▸ Brief
Rescale the data below by copying every line in full. Multiply each point coordinate in the answers by 1.95 and round the result to the nearest whole number, with halves rounding up. Leave every other number unchanged.

▸ Input data

Start

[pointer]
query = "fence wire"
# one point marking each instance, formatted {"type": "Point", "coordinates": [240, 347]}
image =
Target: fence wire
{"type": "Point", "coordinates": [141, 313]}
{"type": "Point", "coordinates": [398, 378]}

End

▸ Exercise output
[pointer]
query = "fence wire"
# one point marking each instance, formatted {"type": "Point", "coordinates": [240, 347]}
image =
Target: fence wire
{"type": "Point", "coordinates": [275, 610]}
{"type": "Point", "coordinates": [776, 737]}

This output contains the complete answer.